▸ Excerpted data
★ ★ ★ ★

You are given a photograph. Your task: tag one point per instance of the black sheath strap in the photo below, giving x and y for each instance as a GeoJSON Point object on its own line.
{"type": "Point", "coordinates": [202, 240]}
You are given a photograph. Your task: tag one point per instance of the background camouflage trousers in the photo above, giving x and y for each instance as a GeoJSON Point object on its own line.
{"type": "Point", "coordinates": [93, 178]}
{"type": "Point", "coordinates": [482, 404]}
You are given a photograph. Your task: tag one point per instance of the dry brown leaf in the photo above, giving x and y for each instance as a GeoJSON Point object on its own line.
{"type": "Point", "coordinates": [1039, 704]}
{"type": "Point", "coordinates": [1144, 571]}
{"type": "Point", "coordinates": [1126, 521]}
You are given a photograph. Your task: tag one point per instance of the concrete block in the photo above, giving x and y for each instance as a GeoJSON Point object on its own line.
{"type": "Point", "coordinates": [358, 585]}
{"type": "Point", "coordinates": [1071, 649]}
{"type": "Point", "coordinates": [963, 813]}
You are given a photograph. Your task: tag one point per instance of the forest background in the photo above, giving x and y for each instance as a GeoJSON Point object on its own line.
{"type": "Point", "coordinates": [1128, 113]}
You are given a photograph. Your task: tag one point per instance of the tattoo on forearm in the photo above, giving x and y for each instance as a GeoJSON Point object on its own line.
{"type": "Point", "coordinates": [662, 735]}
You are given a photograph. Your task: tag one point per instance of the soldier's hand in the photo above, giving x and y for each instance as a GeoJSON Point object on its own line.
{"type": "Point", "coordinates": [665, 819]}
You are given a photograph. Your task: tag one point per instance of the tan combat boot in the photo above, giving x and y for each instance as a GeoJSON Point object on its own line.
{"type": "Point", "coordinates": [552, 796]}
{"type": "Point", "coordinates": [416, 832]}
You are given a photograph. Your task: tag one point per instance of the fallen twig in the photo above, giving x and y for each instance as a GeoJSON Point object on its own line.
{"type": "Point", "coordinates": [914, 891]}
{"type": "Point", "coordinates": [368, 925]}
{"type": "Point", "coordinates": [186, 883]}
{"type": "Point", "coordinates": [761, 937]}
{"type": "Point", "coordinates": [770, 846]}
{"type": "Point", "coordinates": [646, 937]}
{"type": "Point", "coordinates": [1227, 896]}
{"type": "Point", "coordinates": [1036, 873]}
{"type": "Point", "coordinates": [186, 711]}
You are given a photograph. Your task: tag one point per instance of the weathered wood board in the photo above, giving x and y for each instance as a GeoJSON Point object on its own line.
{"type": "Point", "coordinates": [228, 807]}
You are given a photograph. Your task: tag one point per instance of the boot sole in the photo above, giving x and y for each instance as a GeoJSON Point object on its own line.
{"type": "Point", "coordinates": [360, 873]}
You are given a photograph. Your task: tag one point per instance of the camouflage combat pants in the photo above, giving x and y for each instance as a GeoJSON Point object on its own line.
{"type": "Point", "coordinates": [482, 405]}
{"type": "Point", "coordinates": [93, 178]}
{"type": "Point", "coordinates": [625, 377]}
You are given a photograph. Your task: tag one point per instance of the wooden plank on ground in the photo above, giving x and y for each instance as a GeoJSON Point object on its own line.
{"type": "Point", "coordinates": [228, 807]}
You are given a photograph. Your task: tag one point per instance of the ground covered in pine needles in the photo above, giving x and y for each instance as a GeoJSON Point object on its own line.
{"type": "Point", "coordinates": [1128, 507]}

★ ★ ★ ★

▸ What to do
Copy out every one of the lines above, word for word and in the same order.

▸ Result below
You are given a photograph. Your task: tag one point per instance of the black sheath strap in the photo below, giving x and y for each instance as a GeoJSON Point object on its own line.
{"type": "Point", "coordinates": [202, 240]}
You are given a photograph. Your task: tag one point per instance of the background camouflage trousers in the photo above, giving x and y for each instance as a GeoJSON Point object on its own line.
{"type": "Point", "coordinates": [93, 178]}
{"type": "Point", "coordinates": [482, 404]}
You are given a photograph. Your task: tag one point per instance of the dry brown leaf in the photo above, giving x and y for each instance as a GeoJSON Point object on its own line.
{"type": "Point", "coordinates": [1039, 704]}
{"type": "Point", "coordinates": [1144, 571]}
{"type": "Point", "coordinates": [1126, 521]}
You are given a photograph. Your task: tag one point per instance of the concrete block in the photo above, giving x and y for each instance as a GeoJSON Point object on its own line.
{"type": "Point", "coordinates": [358, 585]}
{"type": "Point", "coordinates": [1071, 649]}
{"type": "Point", "coordinates": [963, 813]}
You are given a photograph. Your task: tag one point per instance of the forest background in the photo above, giving x and y for each instance as a GeoJSON Point object on its own line.
{"type": "Point", "coordinates": [1128, 113]}
You are given a photograph. Your task: tag one point per instance of the tattoo on forearm in the photo above, giving x and y for each instance as a GeoJSON Point object on its own line.
{"type": "Point", "coordinates": [662, 735]}
You are given a photograph. Your task: tag one point per instance of the soldier's hand in the photo above, giving x and y for each instance as a GeoJSON Point object on its own line.
{"type": "Point", "coordinates": [665, 819]}
You are given a photograph. Your task: tag one point per instance of the tan combat boot in the photo above, giving x and y for each instance as a GeoJSON Point object on its own line.
{"type": "Point", "coordinates": [552, 796]}
{"type": "Point", "coordinates": [416, 832]}
You are given a photograph. Your task: tag one point per instance of the fallen twig in the photo above, giving x and y for each instance as a GeoJSON Point object on its own line.
{"type": "Point", "coordinates": [914, 891]}
{"type": "Point", "coordinates": [368, 925]}
{"type": "Point", "coordinates": [186, 883]}
{"type": "Point", "coordinates": [761, 937]}
{"type": "Point", "coordinates": [770, 846]}
{"type": "Point", "coordinates": [646, 937]}
{"type": "Point", "coordinates": [1227, 896]}
{"type": "Point", "coordinates": [1036, 873]}
{"type": "Point", "coordinates": [186, 711]}
You are given a photograph. Your task: tag one point per instance of the weathered wood board in the photo above, giving x and y for each instance as a GeoJSON Point object on its own line.
{"type": "Point", "coordinates": [228, 807]}
You are given a photograph. Your task: tag one point per instance of the boot sole in the photo above, giving x and y for each instance as a GeoJSON Point object on its own line.
{"type": "Point", "coordinates": [360, 873]}
You are given a photograph. Your task: tag one point per instance of the camouflage combat pants in the photo above, giving x and y for each instance as a GeoJSON Point object on its own line.
{"type": "Point", "coordinates": [482, 405]}
{"type": "Point", "coordinates": [93, 178]}
{"type": "Point", "coordinates": [625, 377]}
You are given a photograph. Your task: tag one point per instance of the wooden plank on ground in the photo above, giving x and y for each instance as a GeoJSON Point object on its own line.
{"type": "Point", "coordinates": [228, 807]}
You are given a photograph. Your task: tag one point per instance of the ground covered in pine needles in the photo above, giving x and y for each instance as a GeoJSON Point object on its own line.
{"type": "Point", "coordinates": [1128, 507]}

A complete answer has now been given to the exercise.